Photo-based point labeling data:

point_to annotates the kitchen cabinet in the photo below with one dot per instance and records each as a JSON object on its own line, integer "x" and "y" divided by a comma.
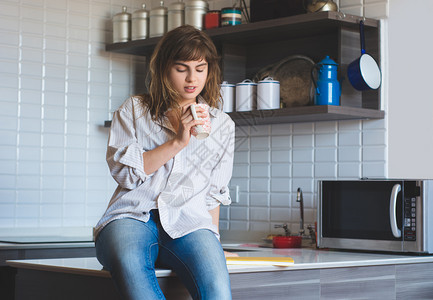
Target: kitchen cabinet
{"x": 245, "y": 49}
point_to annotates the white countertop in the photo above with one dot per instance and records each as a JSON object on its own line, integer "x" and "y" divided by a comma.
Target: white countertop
{"x": 44, "y": 238}
{"x": 304, "y": 259}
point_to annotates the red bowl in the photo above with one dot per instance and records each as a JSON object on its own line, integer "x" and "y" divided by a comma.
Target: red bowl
{"x": 287, "y": 241}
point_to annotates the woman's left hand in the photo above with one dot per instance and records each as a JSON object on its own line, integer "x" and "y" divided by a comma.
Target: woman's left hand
{"x": 230, "y": 254}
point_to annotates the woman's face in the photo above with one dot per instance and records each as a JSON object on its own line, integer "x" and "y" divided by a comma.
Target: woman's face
{"x": 188, "y": 78}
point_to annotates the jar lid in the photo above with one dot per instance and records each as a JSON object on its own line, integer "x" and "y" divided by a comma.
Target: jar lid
{"x": 226, "y": 84}
{"x": 141, "y": 13}
{"x": 161, "y": 10}
{"x": 123, "y": 16}
{"x": 328, "y": 61}
{"x": 197, "y": 3}
{"x": 176, "y": 6}
{"x": 246, "y": 82}
{"x": 232, "y": 10}
{"x": 269, "y": 80}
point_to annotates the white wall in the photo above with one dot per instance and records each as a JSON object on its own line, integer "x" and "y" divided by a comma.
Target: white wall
{"x": 410, "y": 105}
{"x": 58, "y": 85}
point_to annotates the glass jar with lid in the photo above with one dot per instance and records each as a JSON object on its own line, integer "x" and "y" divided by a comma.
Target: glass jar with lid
{"x": 176, "y": 15}
{"x": 195, "y": 10}
{"x": 158, "y": 21}
{"x": 122, "y": 26}
{"x": 140, "y": 24}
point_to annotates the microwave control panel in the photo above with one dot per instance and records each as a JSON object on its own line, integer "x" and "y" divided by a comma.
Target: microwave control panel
{"x": 410, "y": 219}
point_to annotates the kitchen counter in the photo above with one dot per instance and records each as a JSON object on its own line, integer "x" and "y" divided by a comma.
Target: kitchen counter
{"x": 304, "y": 259}
{"x": 316, "y": 274}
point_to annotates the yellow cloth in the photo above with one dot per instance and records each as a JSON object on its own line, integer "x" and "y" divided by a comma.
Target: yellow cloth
{"x": 260, "y": 261}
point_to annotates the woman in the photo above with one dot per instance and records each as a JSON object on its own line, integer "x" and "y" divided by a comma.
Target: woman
{"x": 170, "y": 185}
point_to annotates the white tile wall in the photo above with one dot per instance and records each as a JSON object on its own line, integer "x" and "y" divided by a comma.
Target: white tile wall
{"x": 58, "y": 85}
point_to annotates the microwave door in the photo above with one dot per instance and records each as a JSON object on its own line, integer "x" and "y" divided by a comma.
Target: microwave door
{"x": 357, "y": 214}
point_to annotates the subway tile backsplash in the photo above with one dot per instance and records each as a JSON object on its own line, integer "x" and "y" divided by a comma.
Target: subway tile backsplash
{"x": 58, "y": 86}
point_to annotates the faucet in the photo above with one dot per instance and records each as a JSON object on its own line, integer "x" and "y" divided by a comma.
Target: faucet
{"x": 300, "y": 199}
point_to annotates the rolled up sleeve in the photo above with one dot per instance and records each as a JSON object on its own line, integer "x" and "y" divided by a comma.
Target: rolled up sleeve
{"x": 222, "y": 172}
{"x": 124, "y": 154}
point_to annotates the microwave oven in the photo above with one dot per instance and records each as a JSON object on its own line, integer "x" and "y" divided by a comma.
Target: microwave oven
{"x": 377, "y": 215}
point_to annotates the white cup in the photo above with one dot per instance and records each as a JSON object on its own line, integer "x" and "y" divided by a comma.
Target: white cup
{"x": 246, "y": 94}
{"x": 201, "y": 131}
{"x": 228, "y": 96}
{"x": 268, "y": 94}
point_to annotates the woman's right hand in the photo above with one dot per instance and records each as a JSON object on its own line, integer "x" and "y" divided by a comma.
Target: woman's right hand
{"x": 186, "y": 122}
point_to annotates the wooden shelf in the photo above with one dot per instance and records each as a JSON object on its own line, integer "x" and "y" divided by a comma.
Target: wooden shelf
{"x": 301, "y": 114}
{"x": 304, "y": 114}
{"x": 260, "y": 32}
{"x": 247, "y": 48}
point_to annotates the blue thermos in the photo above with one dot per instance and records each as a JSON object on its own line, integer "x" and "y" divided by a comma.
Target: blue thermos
{"x": 327, "y": 86}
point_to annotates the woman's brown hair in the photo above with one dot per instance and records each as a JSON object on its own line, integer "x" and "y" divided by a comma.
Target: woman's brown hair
{"x": 184, "y": 43}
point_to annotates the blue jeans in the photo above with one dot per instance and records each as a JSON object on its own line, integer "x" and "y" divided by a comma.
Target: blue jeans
{"x": 129, "y": 249}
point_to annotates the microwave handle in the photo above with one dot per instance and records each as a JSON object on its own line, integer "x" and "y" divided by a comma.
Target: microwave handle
{"x": 392, "y": 210}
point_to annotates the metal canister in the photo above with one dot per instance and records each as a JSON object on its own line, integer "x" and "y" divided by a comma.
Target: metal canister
{"x": 212, "y": 19}
{"x": 228, "y": 96}
{"x": 231, "y": 16}
{"x": 195, "y": 10}
{"x": 176, "y": 15}
{"x": 158, "y": 21}
{"x": 140, "y": 24}
{"x": 122, "y": 26}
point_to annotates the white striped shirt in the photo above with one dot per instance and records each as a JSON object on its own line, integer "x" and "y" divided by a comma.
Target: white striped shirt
{"x": 185, "y": 188}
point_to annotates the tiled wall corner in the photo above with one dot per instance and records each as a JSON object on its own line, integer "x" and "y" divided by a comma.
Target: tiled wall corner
{"x": 58, "y": 86}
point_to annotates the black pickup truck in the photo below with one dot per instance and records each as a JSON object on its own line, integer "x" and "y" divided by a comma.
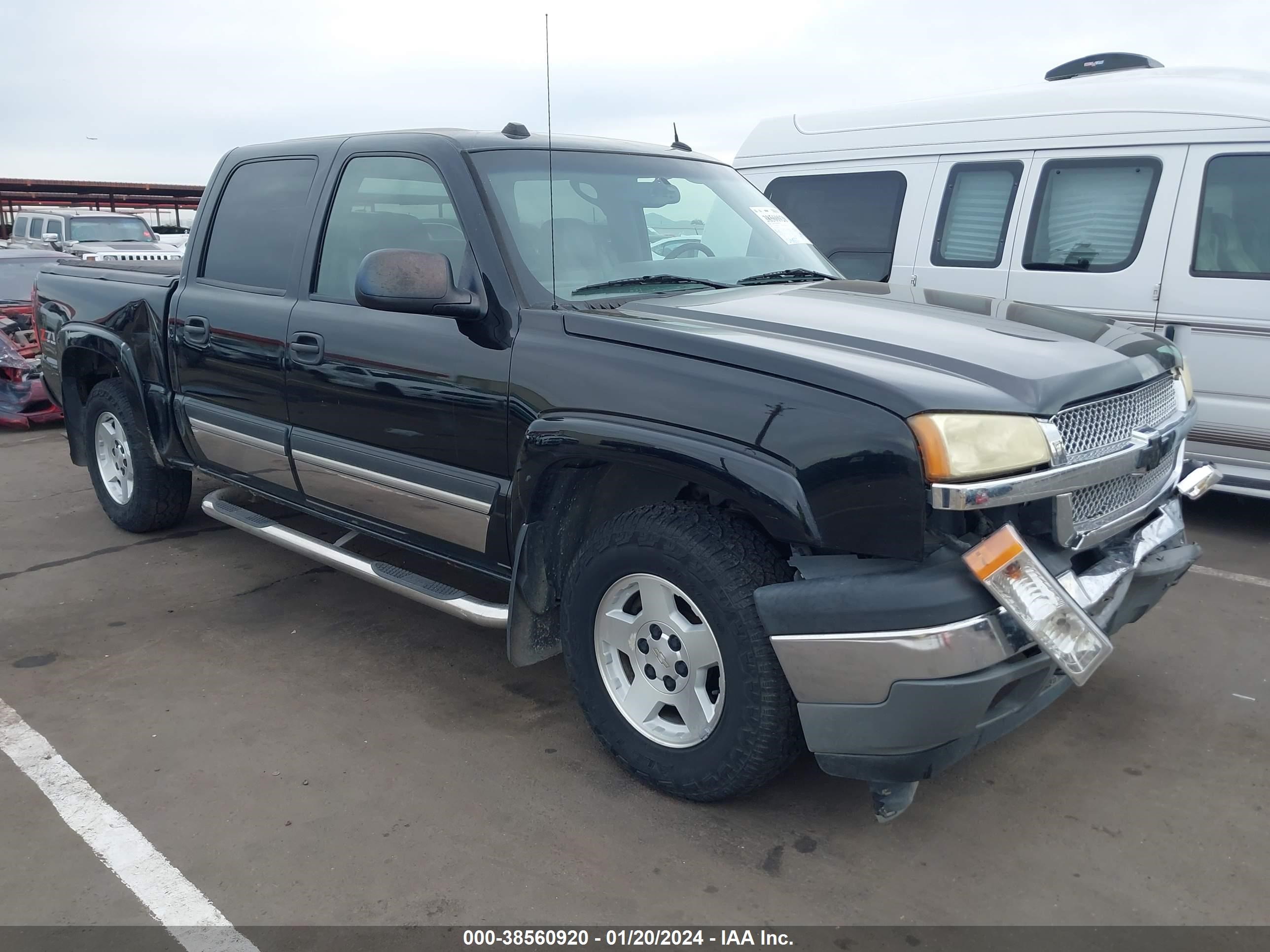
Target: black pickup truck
{"x": 760, "y": 508}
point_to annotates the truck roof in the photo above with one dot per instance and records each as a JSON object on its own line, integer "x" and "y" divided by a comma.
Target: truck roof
{"x": 1176, "y": 104}
{"x": 482, "y": 141}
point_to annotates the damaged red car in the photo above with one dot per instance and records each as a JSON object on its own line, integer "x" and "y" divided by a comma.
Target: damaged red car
{"x": 23, "y": 399}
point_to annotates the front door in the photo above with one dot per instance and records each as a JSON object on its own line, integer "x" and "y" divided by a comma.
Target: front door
{"x": 397, "y": 417}
{"x": 1214, "y": 304}
{"x": 229, "y": 324}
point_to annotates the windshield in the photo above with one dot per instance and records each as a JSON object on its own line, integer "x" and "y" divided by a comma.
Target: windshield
{"x": 109, "y": 230}
{"x": 619, "y": 219}
{"x": 18, "y": 277}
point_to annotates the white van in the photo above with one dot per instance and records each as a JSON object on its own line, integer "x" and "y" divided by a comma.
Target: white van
{"x": 1127, "y": 190}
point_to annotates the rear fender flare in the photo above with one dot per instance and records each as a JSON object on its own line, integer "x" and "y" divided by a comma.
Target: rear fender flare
{"x": 88, "y": 349}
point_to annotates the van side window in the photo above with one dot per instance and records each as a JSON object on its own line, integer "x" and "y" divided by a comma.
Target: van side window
{"x": 259, "y": 221}
{"x": 975, "y": 215}
{"x": 387, "y": 201}
{"x": 1234, "y": 235}
{"x": 1090, "y": 214}
{"x": 851, "y": 217}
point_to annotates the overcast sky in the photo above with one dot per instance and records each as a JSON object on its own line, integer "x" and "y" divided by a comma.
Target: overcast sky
{"x": 157, "y": 92}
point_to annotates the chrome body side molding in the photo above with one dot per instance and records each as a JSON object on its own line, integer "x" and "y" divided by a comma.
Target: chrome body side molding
{"x": 433, "y": 512}
{"x": 393, "y": 578}
{"x": 241, "y": 452}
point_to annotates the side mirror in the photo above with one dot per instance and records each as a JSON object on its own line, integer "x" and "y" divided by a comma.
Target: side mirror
{"x": 413, "y": 282}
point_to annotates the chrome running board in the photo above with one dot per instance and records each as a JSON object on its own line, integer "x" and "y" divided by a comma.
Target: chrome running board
{"x": 393, "y": 578}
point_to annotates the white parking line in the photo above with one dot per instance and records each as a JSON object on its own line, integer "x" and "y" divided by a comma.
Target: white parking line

**Requirement**
Beginning at the line that holds "point_to annotates the overcast", write out word for word each line through the end of the records.

**The solution**
point_to annotates the overcast sky in the photo above with one dot per instance and records each as a JSON object on its own line, integer "x" and "y" divided by a comma.
Target: overcast sky
{"x": 157, "y": 92}
point_to annotates the chrome body side molding in the photo above with one dot per instance and records each as a JSON object on its own line, integer "x" and "y" divided by a comma.
Target: chrome body side molding
{"x": 433, "y": 512}
{"x": 393, "y": 578}
{"x": 241, "y": 452}
point_to annotates the side mirror in the photo above with one dot per instance and records each as a JSON object on its own line, integer "x" and "y" divided by a comma.
Target: side mirror
{"x": 413, "y": 282}
point_to annotates the chrome running board in the photo above with one dot per instance and records each as a JSON object on its own line, integer "x" and "y" divided by a comma.
Target: chrome running board
{"x": 393, "y": 578}
point_to annotates the white parking line in the photo above with one dot per instance and records each as a JSON object on its own line, integer "x" and "y" divided by a comma.
Target: white parking line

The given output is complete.